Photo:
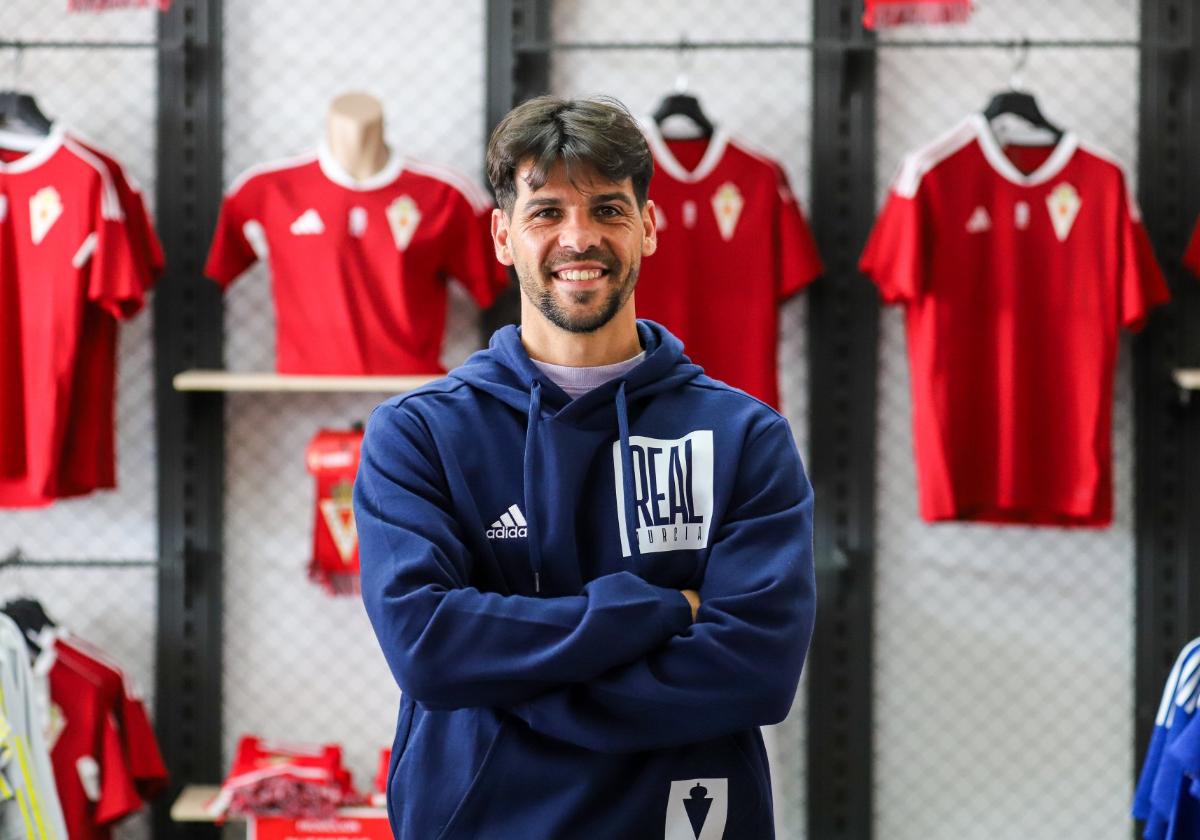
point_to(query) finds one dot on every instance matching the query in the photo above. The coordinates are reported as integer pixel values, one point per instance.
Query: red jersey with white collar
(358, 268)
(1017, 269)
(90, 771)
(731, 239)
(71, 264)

ABOUT THIS EXERCISE
Repeat every entry above precisely, leaving each picture out.

ANSWER SECTION
Photo:
point_to(query) finds one dot on every instance matching the query in the photo above. The coordinates are reported as integer pixel values, one point per instance.
Query: red jersey with white collar
(358, 268)
(1017, 269)
(90, 771)
(731, 239)
(71, 264)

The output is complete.